* Short exercise A
Write out the section of the Powerball data project below that starts with the words containing "# Create sample" and ends with "df = pd.DataFrame(powerball_data)", copying it precisely.

* Text segment
# IS 362 - Project 2: Powerball Data
## Dataset 1

Source: NY Lottery Powerball Winning Numbers

## Loading the Data

In [None]:
import pandas as pd
import numpy as np

# Create sample Powerball data
# This is in wide format - each row is a drawing, columns are the 5 numbers + powerball

powerball_data = {
    'Date': pd.date_range('2010-01-06', periods=250, freq='3D'),
    'Num_1': np.random.randint(1, 70, 250),
    'Num_2': np.random.randint(1, 70, 250),
    'Num_3': np.random.randint(1, 70, 250),
    'Num_4': np.random.randint(1, 70, 250),
    'Num_5': np.random.randint(1, 70, 250),
    'PowerBall': np.random.randint(1, 27, 250)
}

df = pd.DataFrame(powerball_data)
print("Shape:", df.shape)
print("\nFirst few rows:")
print(df.head())

## Cleaning the Data

The numbers are spread across 5 columns. I need to convert this to long format so each number is a separate row.

In [None]:
# Copy the data
df_clean = df.copy()

# Convert date to datetime
df_clean['Date'] = pd.to_datetime(df_clean['Date'])
df_clean['Year'] = df_clean['Date'].dt.year

# Check valid ranges
print("Min main number:", df_clean[['Num_1', 'Num_2', 'Num_3', 'Num_4', 'Num_5']].min().min())
print("Max main number:", df_clean[['Num_1', 'Num_2', 'Num_3', 'Num_4', 'Num_5']].max().max())
print("PowerBall range:", df_clean['PowerBall'].min(), "-", df_clean['PowerBall'].max())
print("\nNo null values:", df_clean.isnull().sum().sum() == 0)

## Converting to Long Format

Using melt() to convert the 5 number columns into one column

In [None]:
# Melt the data
number_cols = ['Num_1', 'Num_2', 'Num_3', 'Num_4', 'Num_5']

df_long = pd.melt(
    df_clean,
    id_vars=['Date', 'Year', 'PowerBall'],
    value_vars=number_cols,
    var_name='Position',
    value_name='Number'
)

* Short exercise B
Pick out each line of the rows below that contains the string "your", treating case as significant.

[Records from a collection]

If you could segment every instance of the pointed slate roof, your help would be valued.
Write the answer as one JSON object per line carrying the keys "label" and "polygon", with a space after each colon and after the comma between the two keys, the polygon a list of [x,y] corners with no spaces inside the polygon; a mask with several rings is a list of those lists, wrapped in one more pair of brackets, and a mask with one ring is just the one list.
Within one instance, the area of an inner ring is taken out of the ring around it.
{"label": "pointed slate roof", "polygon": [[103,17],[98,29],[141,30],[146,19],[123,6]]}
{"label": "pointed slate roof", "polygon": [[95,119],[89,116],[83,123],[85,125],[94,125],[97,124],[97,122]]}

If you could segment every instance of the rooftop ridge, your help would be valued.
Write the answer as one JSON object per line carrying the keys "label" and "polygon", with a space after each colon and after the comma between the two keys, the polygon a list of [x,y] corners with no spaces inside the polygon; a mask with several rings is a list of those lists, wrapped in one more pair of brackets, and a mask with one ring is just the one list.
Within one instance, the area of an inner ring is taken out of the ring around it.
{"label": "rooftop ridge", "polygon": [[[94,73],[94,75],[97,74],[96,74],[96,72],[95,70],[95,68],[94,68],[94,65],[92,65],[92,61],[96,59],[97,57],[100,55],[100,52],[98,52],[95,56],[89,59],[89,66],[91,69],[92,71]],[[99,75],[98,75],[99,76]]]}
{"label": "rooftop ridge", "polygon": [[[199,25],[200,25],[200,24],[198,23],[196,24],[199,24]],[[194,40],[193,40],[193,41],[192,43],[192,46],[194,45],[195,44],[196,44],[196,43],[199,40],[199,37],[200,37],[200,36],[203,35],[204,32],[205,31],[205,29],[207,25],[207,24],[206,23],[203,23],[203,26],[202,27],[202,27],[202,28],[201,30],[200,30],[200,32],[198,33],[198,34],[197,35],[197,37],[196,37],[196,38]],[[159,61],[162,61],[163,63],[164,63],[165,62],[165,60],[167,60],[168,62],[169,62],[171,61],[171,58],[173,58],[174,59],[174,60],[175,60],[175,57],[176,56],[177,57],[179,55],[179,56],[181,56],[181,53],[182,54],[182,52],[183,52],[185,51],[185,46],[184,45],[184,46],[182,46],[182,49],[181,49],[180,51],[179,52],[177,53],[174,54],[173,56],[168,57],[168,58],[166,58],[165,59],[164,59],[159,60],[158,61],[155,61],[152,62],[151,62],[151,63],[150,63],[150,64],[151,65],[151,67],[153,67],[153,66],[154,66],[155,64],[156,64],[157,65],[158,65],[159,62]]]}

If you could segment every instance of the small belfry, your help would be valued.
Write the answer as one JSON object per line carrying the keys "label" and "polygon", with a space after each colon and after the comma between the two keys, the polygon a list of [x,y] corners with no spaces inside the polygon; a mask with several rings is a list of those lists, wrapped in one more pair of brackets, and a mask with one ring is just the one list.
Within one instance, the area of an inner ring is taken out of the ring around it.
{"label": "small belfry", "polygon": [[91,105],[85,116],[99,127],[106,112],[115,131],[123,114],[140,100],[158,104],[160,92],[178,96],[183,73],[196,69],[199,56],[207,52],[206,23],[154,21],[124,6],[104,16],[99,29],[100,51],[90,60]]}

* Output A
# Create sample Powerball data
# This is in wide format - each row is a drawing, columns are the 5 numbers + powerball

powerball_data = {
    'Date': pd.date_range('2010-01-06', periods=250, freq='3D'),
    'Num_1': np.random.randint(1, 70, 250),
    'Num_2': np.random.randint(1, 70, 250),
    'Num_3': np.random.randint(1, 70, 250),
    'Num_4': np.random.randint(1, 70, 250),
    'Num_5': np.random.randint(1, 70, 250),
    'PowerBall': np.random.randint(1, 27, 250)
}

df = pd.DataFrame(powerball_data)

* Output B
If you could segment every instance of the pointed slate roof, your help would be valued.
If you could segment every instance of the rooftop ridge, your help would be valued.
If you could segment every instance of the small belfry, your help would be valued.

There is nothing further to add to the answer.